*Provided information:*
------

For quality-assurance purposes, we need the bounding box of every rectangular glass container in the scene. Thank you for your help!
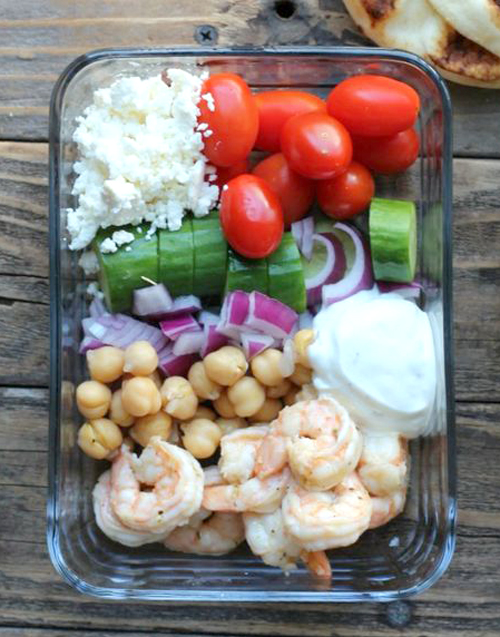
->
[48,47,456,602]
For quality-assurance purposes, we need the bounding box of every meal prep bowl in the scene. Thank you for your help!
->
[48,47,455,601]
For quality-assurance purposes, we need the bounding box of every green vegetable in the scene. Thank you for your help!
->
[192,211,227,296]
[226,249,268,295]
[158,218,194,297]
[267,232,307,312]
[369,197,417,283]
[94,226,158,313]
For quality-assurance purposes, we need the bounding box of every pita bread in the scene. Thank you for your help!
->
[427,0,500,58]
[343,0,500,87]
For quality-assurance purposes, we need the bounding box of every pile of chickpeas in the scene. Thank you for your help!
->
[76,329,315,462]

------

*Exercise description:* What the answer must hold: all the data above, given again exactly, without pictures.

*Result of the exercise:*
For quality-assurance purposes, we need the bounding box of every rectangular glass container in the scene. Thank you for your help!
->
[48,47,456,602]
For quality-assurance purposes, we need the bounding box of every meal prep bowl in the scene. Thank you for your help!
->
[48,47,455,601]
For quality-assurance purposes, we need the bounding box of every green vegetable in the scene. Thank you for your help!
->
[192,211,227,296]
[226,249,268,295]
[158,218,194,297]
[267,232,307,312]
[369,197,417,283]
[94,226,158,313]
For quality-assurance purposes, we need the bounding box of every pita bread in the scene. Thank you for your help!
->
[427,0,500,58]
[343,0,500,87]
For quality-assurance purposes, we need the bounding box of every pile of chickpeas in the scene. Thank you for your help!
->
[76,329,315,462]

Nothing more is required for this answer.